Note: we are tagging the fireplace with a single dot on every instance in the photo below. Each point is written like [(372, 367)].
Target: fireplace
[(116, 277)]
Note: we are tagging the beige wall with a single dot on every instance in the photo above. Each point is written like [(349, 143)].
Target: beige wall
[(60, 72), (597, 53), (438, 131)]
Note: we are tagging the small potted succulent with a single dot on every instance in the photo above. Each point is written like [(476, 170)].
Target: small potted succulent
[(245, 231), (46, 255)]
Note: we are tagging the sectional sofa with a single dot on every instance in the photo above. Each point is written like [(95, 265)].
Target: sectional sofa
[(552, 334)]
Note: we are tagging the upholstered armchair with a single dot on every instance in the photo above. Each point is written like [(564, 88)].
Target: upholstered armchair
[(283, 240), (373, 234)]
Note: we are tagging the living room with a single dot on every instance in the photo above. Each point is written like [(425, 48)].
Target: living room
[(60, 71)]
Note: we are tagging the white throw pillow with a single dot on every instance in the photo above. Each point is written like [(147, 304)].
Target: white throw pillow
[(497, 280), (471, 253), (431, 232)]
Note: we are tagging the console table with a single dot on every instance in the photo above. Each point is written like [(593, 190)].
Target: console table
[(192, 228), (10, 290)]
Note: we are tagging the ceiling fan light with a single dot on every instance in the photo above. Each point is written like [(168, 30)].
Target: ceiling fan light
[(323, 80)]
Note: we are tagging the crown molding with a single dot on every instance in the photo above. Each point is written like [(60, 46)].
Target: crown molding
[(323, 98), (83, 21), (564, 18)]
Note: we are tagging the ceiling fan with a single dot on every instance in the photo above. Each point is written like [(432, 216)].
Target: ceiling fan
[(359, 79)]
---+---
Each line above needs to be output again, exactly as shown.

Note: we are tagging the fireplace with a single dot on every instance in the photo below. Each point is written like [(372, 367)].
Target: fireplace
[(116, 277)]
Note: we are tagging the beige wall with a single dot on every instance in the photo above. Each point is written like [(349, 143)].
Target: beige wall
[(60, 72), (597, 53), (438, 131)]
Note: we are tagging the small potted succulent with a single dot on every instance in the photo above. Each point is written like [(476, 170)].
Target: small potted succulent
[(245, 231), (46, 255)]
Note: we are tagging the sectional sofa with a single dot on every instance in the photo above. Each point is written like [(95, 265)].
Target: sectional sofa
[(552, 334)]
Note: we are tagging the upholstered armchair with a single dot on every instance in the photo above. Each point is written like [(564, 88)].
Target: upholstered armchair
[(283, 240), (373, 234)]
Note: we are tagging the living room with a single dot on every instance in the photo above. Each point is written like [(425, 48)].
Target: living room
[(60, 71)]
Note: we are tagging the white throw pillow with a single dot on every instance in the photo above. Each point is written like [(147, 304)].
Target: white throw pillow
[(497, 280), (471, 253), (431, 232)]
Note: we are tagging the console table with a single dot on every instance in the photo above. Each point is written like [(593, 190)].
Target: console table
[(192, 228), (10, 290)]
Note: we are tagging the ceiling fan light with a single dot on every instance in the photo above. Each point is written like [(168, 30)].
Target: ceiling fan light
[(323, 80)]
Note: we are tagging the crown molding with a single dot on every instance in the photo above. Each point is written like [(60, 46)].
Target: crown molding
[(323, 98), (83, 21), (564, 18)]
Note: we are tagging the ceiling fan with a single dot on every instance in the photo above. Each point is written like [(432, 216)].
Target: ceiling fan
[(359, 79)]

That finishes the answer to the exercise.